#### Request:
Show every line of the records below that contains the word "jersey", copying each line in full.
------
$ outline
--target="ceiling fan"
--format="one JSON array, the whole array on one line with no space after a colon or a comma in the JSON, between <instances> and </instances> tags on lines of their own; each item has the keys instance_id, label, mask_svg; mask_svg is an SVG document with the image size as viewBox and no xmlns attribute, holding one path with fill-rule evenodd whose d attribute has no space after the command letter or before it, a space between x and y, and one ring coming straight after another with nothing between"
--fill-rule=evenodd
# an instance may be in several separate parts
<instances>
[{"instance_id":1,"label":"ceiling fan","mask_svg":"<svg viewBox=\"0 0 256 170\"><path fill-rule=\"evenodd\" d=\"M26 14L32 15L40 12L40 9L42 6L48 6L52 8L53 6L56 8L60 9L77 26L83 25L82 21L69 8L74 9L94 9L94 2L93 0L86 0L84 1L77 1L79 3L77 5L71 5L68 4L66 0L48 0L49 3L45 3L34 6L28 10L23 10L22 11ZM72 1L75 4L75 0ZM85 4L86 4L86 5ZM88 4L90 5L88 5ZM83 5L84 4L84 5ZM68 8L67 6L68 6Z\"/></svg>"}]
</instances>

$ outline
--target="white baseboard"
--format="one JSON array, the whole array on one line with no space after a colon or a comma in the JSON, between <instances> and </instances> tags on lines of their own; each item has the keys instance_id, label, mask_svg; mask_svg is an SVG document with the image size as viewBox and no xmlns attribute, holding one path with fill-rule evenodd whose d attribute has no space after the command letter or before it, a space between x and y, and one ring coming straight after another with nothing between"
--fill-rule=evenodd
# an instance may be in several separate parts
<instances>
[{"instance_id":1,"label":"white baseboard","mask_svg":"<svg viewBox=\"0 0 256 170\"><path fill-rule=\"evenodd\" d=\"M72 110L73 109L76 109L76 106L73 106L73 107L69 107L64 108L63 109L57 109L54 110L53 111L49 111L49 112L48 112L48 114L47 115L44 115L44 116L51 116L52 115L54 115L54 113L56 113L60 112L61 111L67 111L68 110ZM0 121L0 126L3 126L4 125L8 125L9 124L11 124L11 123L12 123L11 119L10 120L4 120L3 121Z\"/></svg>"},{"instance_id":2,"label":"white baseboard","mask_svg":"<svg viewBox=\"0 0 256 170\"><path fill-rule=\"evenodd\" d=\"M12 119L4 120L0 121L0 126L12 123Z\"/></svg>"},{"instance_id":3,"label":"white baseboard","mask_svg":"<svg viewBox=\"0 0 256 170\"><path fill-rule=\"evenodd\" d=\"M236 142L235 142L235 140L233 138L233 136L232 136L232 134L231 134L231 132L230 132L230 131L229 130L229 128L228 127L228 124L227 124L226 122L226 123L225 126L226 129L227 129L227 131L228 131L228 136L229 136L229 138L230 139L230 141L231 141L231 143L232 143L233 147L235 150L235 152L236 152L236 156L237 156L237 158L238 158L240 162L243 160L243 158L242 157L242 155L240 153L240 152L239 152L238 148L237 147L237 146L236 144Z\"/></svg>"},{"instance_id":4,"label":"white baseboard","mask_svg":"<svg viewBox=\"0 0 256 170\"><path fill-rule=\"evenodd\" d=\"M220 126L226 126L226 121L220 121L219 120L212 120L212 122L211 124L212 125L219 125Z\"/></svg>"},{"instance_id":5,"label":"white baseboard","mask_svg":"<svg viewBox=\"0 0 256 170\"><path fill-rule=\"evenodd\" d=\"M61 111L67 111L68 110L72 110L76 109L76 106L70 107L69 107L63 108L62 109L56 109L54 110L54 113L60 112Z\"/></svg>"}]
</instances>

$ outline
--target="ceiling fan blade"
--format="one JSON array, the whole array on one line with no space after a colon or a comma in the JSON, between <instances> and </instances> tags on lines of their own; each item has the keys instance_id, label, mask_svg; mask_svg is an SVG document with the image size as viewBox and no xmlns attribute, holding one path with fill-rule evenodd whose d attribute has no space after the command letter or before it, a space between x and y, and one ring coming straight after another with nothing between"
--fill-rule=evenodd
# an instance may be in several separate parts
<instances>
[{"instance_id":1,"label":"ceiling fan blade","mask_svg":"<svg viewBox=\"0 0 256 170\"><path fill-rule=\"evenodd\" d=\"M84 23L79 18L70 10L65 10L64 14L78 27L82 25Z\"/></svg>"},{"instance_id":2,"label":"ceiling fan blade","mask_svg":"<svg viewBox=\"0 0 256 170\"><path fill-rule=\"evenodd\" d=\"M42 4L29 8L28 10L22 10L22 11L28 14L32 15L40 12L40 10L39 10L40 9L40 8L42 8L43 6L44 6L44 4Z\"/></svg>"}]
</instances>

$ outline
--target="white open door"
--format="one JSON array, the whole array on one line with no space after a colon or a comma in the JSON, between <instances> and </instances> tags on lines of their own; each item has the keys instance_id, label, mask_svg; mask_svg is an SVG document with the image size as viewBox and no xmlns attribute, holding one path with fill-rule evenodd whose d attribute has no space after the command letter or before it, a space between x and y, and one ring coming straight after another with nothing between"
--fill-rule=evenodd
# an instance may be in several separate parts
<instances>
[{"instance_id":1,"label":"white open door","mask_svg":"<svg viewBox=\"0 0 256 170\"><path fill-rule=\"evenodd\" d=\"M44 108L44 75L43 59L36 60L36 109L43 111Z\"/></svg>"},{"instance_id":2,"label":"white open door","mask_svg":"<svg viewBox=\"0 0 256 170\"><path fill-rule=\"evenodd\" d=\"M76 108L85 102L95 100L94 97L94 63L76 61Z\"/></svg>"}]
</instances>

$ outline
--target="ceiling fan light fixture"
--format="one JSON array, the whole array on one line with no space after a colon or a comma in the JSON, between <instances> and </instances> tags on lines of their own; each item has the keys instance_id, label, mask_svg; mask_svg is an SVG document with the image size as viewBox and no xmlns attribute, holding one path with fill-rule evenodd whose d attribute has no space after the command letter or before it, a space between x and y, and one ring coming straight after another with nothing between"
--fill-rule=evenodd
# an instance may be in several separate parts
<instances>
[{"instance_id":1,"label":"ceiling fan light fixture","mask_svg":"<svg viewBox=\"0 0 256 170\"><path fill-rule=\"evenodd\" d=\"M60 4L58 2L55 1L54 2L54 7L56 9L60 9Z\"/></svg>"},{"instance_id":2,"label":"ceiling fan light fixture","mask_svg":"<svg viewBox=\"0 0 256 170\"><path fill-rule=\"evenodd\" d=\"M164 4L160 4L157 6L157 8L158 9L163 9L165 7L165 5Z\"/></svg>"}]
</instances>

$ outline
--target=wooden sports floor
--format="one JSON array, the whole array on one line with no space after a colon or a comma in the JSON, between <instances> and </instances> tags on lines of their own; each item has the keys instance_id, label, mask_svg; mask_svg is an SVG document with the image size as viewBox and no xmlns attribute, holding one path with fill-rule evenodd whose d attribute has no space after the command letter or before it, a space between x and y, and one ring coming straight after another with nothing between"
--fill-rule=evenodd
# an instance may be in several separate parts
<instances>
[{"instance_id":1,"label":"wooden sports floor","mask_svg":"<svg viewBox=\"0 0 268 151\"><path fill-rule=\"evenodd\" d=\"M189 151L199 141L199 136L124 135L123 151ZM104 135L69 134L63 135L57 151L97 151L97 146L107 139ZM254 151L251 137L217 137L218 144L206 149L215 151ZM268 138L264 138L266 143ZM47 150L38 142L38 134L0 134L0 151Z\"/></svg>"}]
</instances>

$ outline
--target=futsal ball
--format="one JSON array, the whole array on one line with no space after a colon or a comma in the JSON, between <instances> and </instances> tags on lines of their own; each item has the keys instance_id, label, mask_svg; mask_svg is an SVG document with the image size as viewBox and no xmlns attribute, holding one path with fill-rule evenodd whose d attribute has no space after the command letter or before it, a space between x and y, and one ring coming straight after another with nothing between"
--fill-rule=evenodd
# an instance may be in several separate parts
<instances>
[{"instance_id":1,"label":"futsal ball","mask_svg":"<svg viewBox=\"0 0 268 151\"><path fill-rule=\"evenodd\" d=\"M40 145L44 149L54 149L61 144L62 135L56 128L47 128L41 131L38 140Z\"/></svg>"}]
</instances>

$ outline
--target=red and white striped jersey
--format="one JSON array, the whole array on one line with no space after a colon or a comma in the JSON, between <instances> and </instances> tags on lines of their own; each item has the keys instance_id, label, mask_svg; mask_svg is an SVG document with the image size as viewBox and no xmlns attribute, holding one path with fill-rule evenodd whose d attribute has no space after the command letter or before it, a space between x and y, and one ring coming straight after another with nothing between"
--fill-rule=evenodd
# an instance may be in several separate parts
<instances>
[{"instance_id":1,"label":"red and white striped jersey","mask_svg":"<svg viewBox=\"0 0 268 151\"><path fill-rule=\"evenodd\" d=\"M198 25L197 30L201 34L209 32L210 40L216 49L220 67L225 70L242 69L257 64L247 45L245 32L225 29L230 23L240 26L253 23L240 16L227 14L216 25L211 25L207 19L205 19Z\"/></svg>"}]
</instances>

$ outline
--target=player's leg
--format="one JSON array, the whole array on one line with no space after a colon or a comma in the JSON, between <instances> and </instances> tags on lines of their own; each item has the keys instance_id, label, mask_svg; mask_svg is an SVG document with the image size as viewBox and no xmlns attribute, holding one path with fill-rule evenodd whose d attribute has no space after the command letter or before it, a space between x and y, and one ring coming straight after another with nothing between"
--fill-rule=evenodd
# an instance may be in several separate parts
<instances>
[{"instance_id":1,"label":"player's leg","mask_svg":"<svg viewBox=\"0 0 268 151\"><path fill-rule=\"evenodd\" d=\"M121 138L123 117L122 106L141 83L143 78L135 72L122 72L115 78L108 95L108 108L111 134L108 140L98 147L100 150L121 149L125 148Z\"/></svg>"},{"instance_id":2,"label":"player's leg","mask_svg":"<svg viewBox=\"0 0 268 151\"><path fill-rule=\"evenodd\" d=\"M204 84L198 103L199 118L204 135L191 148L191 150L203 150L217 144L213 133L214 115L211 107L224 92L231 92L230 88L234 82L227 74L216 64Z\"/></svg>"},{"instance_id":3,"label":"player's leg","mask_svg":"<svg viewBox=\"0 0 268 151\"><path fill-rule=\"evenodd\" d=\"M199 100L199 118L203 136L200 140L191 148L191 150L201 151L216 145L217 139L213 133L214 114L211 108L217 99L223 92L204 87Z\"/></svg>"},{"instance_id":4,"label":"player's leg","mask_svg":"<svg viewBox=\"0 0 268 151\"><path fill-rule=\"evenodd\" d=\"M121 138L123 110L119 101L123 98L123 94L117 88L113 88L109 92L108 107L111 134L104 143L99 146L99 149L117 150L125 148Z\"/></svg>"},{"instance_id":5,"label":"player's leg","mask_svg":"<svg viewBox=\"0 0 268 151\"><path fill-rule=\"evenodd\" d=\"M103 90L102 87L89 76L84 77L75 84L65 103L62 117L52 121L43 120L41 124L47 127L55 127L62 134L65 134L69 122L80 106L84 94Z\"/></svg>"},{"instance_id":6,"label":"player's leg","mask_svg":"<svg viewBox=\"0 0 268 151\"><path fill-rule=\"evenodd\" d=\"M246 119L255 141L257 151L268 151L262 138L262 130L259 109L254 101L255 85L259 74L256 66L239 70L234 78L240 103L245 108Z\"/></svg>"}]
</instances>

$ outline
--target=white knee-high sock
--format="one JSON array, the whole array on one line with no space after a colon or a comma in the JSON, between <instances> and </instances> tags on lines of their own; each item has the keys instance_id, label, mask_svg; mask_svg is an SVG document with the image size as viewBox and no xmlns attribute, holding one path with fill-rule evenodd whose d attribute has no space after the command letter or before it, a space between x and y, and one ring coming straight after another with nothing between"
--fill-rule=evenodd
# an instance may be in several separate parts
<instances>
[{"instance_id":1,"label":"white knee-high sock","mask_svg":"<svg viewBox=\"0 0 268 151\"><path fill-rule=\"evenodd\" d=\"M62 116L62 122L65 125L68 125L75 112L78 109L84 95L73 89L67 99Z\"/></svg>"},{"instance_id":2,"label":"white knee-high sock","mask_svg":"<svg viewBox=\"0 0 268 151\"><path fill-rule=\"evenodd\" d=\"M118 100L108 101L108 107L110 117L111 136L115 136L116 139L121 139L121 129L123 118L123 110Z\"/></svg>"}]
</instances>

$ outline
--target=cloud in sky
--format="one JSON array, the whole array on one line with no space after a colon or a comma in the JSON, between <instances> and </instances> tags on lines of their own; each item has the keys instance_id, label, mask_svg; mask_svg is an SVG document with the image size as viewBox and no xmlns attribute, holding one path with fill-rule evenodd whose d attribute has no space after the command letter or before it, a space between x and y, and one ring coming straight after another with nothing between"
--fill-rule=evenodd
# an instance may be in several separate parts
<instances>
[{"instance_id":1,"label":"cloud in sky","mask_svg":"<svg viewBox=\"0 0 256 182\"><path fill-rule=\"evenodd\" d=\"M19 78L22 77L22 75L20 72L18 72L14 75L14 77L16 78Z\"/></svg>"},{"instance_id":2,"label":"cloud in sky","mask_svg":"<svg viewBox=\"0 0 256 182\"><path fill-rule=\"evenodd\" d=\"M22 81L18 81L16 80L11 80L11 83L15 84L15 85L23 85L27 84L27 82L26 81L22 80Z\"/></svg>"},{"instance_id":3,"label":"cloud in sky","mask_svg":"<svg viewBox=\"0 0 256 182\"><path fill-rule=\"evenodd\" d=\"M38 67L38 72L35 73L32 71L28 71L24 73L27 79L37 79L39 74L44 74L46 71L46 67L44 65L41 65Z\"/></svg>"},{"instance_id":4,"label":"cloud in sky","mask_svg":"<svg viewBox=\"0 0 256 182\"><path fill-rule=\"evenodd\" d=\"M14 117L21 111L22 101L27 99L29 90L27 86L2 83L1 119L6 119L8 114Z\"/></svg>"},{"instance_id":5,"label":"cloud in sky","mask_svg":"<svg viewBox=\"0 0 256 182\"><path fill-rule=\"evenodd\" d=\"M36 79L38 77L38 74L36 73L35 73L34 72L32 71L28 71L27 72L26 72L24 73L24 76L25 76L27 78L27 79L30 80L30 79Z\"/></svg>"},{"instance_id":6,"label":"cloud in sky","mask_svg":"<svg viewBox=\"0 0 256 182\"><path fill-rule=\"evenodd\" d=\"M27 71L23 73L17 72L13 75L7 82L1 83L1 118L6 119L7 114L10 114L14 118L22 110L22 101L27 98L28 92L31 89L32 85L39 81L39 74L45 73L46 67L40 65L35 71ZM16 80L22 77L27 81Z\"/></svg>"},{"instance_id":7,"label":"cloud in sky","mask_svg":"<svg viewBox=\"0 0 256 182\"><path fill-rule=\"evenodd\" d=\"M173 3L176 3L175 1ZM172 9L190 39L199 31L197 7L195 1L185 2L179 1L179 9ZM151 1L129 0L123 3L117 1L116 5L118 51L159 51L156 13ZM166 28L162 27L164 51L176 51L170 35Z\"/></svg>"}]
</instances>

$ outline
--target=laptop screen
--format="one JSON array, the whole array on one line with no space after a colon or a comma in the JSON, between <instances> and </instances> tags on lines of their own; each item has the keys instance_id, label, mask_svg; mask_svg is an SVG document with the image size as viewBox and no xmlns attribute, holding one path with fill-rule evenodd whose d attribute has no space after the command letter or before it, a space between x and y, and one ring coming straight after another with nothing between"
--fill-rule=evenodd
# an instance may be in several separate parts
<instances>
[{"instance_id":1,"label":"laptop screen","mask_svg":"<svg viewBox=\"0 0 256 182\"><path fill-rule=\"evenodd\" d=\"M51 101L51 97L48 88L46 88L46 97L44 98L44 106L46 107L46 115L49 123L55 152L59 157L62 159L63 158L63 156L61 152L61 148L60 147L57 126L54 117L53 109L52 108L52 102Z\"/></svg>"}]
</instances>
------
#### Result below:
--target=red and white striped jersey
[{"instance_id":1,"label":"red and white striped jersey","mask_svg":"<svg viewBox=\"0 0 268 151\"><path fill-rule=\"evenodd\" d=\"M198 25L197 30L201 34L209 32L210 40L216 49L220 67L225 70L242 69L257 64L247 45L245 32L225 29L230 23L240 26L253 23L240 16L227 14L216 25L211 25L207 19L205 19Z\"/></svg>"}]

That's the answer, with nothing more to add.